[Record extracts]

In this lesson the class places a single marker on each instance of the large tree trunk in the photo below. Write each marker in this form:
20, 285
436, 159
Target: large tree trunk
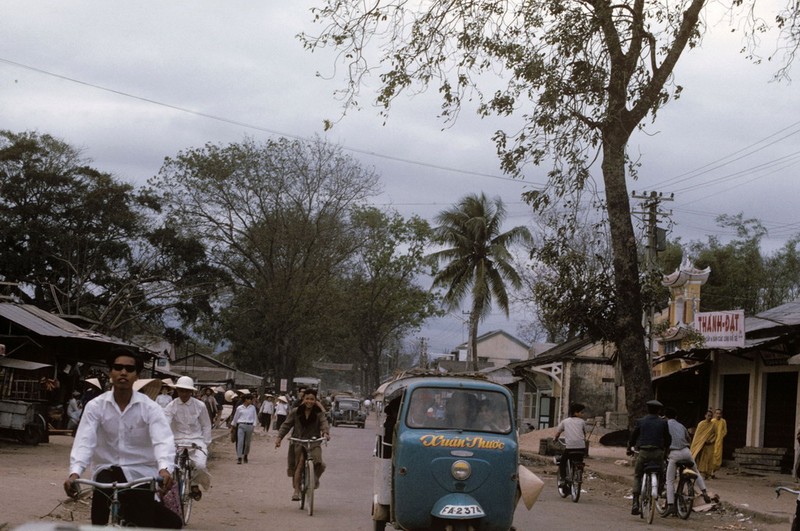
473, 339
629, 330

[/Record extracts]

• [Work item]
Leave out the pictures and repeat the remaining data exactly.

• [Exercise answer]
In this lesson the class places a single marker on each instance of the large tree trunk in the photo below. Write each marker in this form:
20, 285
436, 159
Target: large tree trunk
473, 339
629, 330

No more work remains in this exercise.